Основателем движения духобор считают безвестного отставного унтер-офицера, проповедовавшего в 1740 г. в Харьковской губернии – то ли немец, то ли русский. Вскоре Силуан Колесников, живший в селе Никольское, основал Екатеринославскую группу, а его преемник Иларион Побирохин – тамбовскую. Большинство прихожан течения, на первом этапе ее становления, являлись мистическонастроенные хлысты. Община духобор напоминает коммунистическое устройство, а их учение близко к английским, граничившим между мистикой и христианством, квакерам.
Квакер – от англ. quakers, буквально – трясущиеся; первоначально употреблялось в ироническом смысле, впоследствии становится самоназванием. Существует несколько версий происхождения названия: согласно одной, квакеры во время своих богослужений тряслись в экстазе при снисхождении на них Святого Духа, других, что квакеры, по их утверждению находятся в «духовном трепете» от постоянного ощущения присутствия живого Бога, и что основатель данного направления – Джордж Фокс – на заседании суда призвал судью «трепетать перед именем Бога», за что тот назвал Фокса «трепетуном».
Первоначальное название течения – «Христианское Общество Друзей Внутреннего Света». Объединяющим моментом для представителей различных квакерских течений является отсутствие обрядов, отказ от таинств, как следствие отвергает институт священников, признание «присутствия Бога в каждом человеке» и выводимые из него четыре основных принципа: пацифизм (т.е. миротворчество), равенство всех людей перед Богом, простота, честность. Квакеры занимаются благотворительностью. Исторически в основе теологии квакеров лежит доктрина о внутреннем непосредственном откровении Святого Духа, авторитет которого выше «Священного Писания», поскольку, согласно ближайшего сотрудника Фокса Р. Баркли, Писание является «декларацией источника, а не сам источник». Человек способен воспринимать откровения благодаря тому, что в каждом есть «Внутренний Свет» – часть божественной природы, заключенная в человеке и не являющаяся частью человеческой природы. Концепция «Внутреннего Света» стала центральной в вероучении квакеров. Понятие «Света» является синонимами следующих понятий: «Семя», «Искра», «Благодать», «Дух Христа», «то, что от Бога в каждом», «Внутренний Христос». Современный квакерский американский теолог Уилмер Купер пишет, что «Друзья никогда не были точными насчет значения… и часто использовали схожие термины взаимозаменяемо»22.

▸ **Задания**:
1) Как, согласно тексту о духоборах и квакерах, первоначально называлось течение квакеров?
2) Измените записи от строки с «of the player's» до конца записей: замените «hockey stick» на «goalie stick», остальное оставьте как есть, и приведите только этот фрагмент.

▸ **Материал для обработки**:

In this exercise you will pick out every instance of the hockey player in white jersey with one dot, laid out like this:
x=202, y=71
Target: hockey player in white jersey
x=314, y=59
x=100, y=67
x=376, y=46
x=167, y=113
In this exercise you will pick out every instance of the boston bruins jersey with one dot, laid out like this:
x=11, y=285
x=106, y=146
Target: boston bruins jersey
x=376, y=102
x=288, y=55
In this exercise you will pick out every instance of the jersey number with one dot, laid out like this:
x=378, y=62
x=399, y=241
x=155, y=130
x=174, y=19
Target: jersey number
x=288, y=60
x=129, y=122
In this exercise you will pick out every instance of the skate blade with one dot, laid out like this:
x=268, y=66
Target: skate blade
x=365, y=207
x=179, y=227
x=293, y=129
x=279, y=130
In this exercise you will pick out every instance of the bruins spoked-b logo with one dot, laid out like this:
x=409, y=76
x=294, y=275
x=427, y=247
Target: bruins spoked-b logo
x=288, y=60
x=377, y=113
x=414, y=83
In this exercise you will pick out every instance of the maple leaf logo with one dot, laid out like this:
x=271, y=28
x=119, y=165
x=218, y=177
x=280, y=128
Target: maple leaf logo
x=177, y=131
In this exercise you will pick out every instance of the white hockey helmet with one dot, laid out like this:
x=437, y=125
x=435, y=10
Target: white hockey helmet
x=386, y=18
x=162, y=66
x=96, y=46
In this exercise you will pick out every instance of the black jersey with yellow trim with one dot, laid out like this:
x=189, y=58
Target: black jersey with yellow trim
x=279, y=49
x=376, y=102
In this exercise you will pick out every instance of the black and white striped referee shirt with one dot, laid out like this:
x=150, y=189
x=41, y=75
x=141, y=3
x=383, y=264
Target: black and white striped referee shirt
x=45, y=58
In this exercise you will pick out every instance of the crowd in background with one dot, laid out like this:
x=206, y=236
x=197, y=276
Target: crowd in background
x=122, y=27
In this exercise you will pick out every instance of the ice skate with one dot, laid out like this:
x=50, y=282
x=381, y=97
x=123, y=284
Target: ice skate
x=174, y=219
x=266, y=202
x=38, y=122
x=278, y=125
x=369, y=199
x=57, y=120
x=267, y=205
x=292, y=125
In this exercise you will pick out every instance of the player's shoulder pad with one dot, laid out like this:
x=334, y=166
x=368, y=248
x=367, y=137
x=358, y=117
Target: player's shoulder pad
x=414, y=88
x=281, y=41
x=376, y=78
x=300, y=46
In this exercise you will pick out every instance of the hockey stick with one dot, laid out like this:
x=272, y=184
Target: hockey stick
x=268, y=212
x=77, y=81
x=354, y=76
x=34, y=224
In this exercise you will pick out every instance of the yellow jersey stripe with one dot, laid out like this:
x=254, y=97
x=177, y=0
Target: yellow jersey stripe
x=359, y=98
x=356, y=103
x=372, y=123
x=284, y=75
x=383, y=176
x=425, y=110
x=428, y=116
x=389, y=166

▸ **Ожидаемые ответы**:
1) «Христианское Общество Друзей Внутреннего Света».

2)
In this exercise you will pick out every instance of the player's shoulder pad with one dot, laid out like this:
x=334, y=166
x=368, y=248
x=367, y=137
x=358, y=117
Target: player's shoulder pad
x=414, y=88
x=281, y=41
x=376, y=78
x=300, y=46
In this exercise you will pick out every instance of the goalie stick with one dot, laid out like this:
x=272, y=184
Target: goalie stick
x=268, y=212
x=77, y=81
x=354, y=76
x=34, y=224
In this exercise you will pick out every instance of the yellow jersey stripe with one dot, laid out like this:
x=254, y=97
x=177, y=0
Target: yellow jersey stripe
x=359, y=98
x=356, y=103
x=372, y=123
x=284, y=75
x=383, y=176
x=425, y=110
x=428, y=116
x=389, y=166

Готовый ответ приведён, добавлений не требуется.